Go through the data and copy each line that holds "segment".

*** Block opens ***

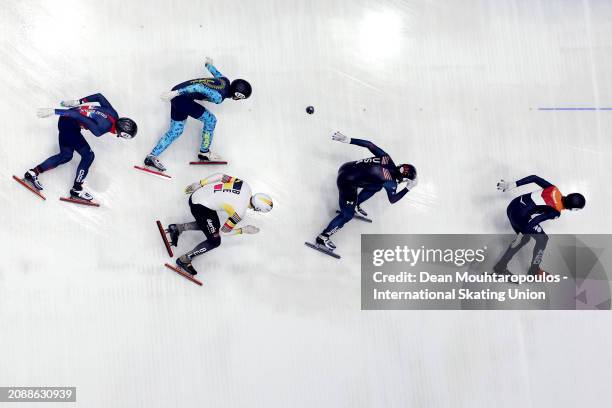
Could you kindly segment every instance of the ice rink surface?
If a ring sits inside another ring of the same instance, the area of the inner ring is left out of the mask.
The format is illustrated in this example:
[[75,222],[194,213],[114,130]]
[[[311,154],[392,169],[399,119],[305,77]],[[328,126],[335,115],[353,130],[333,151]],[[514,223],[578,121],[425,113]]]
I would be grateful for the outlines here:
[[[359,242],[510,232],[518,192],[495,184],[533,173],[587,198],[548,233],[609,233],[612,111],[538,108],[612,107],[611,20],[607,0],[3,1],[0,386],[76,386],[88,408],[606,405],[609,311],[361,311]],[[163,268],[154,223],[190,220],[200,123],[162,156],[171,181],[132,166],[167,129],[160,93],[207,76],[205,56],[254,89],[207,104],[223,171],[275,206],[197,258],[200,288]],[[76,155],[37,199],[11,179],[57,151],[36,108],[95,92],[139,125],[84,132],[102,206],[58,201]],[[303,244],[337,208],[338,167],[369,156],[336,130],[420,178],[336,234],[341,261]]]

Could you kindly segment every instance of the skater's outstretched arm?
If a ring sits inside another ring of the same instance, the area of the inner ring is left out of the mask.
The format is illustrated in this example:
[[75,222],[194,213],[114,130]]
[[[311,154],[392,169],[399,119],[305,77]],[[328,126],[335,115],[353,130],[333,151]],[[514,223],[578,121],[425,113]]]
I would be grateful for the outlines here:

*** Block closes ***

* **OUTPUT FOR THIS TASK**
Could you kindly segment every instance of the ice rink surface?
Could you kindly segment every instance of the skater's outstretched arm?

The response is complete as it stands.